## [PROBLEM 1]
In the text on hospital emissions, could you give the part starting with "To take things" and going on through "transportation-related carbon emissions." again, with "vendors" changed to "contractors" each time it appears?
## [PROBLEM 2]
Can you write what comes next in the text on hospital emissions, picking up after its last sentence?

According to 2020 data published in Health Affairs, about 82% of emissions were Scope 3, which are those that come from indirect sources like manufacturers and suppliers. Comparatively, only around 7% make up the Scope 1 emissions that come directly from hospital operations.
To take things to the next level, Dai added, hospitals should look at emissions created by utility suppliers, transportation deliveries, where drugs are made, where medical devices come from, software and hardware vendors, and whether they’re using data centers for AI.
Dover said UCI tracks and reports Scope 3 emissions for employees’ commutes, business travel, and waste. Some vendors and suppliers the health system contracts with “prioritize sustainability,” he added, and UCI Health is “collaborating with [suppliers] to identify opportunities to reduce emissions,” such as by reducing packaging waste and cutting transportation-related carbon emissions.

## [SOURCE DATA]
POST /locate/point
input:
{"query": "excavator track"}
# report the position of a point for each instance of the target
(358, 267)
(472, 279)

...

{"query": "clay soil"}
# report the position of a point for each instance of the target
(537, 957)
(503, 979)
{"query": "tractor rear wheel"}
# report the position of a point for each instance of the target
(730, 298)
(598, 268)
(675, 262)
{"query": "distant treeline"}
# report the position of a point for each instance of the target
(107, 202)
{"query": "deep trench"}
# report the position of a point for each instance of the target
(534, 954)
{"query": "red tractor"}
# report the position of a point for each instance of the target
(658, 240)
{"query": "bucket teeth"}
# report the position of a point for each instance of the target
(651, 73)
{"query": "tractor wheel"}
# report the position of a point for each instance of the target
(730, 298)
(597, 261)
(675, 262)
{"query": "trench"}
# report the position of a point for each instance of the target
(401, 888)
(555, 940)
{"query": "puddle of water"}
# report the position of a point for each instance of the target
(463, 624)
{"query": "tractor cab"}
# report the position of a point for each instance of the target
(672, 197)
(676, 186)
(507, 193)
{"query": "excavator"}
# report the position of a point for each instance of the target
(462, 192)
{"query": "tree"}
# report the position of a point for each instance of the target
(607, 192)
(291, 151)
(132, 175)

## [WRITTEN REPLY 1]
To take things to the next level, Dai added, hospitals should look at emissions created by utility suppliers, transportation deliveries, where drugs are made, where medical devices come from, software and hardware contractors, and whether they’re using data centers for AI.
Dover said UCI tracks and reports Scope 3 emissions for employees’ commutes, business travel, and waste. Some contractors and suppliers the health system contracts with “prioritize sustainability,” he added, and UCI Health is “collaborating with [suppliers] to identify opportunities to reduce emissions,” such as by reducing packaging waste and cutting transportation-related carbon emissions.

## [WRITTEN REPLY 2]
Though, Dai said, moving things around with manufacturers could ultimately hurt a hospital’s bottom line and shift too much of the focus away from its main priority—which is, of course, serving patients.
“A lot of things are really completely outside [a hospital’s] control. Most hospitals have no clue about the sources of supplies,” he said. “If we do not have that kind of transparency, it’s very difficult for us to make any informed decision. But that’s precisely what most hospitals, most health systems, are facing.”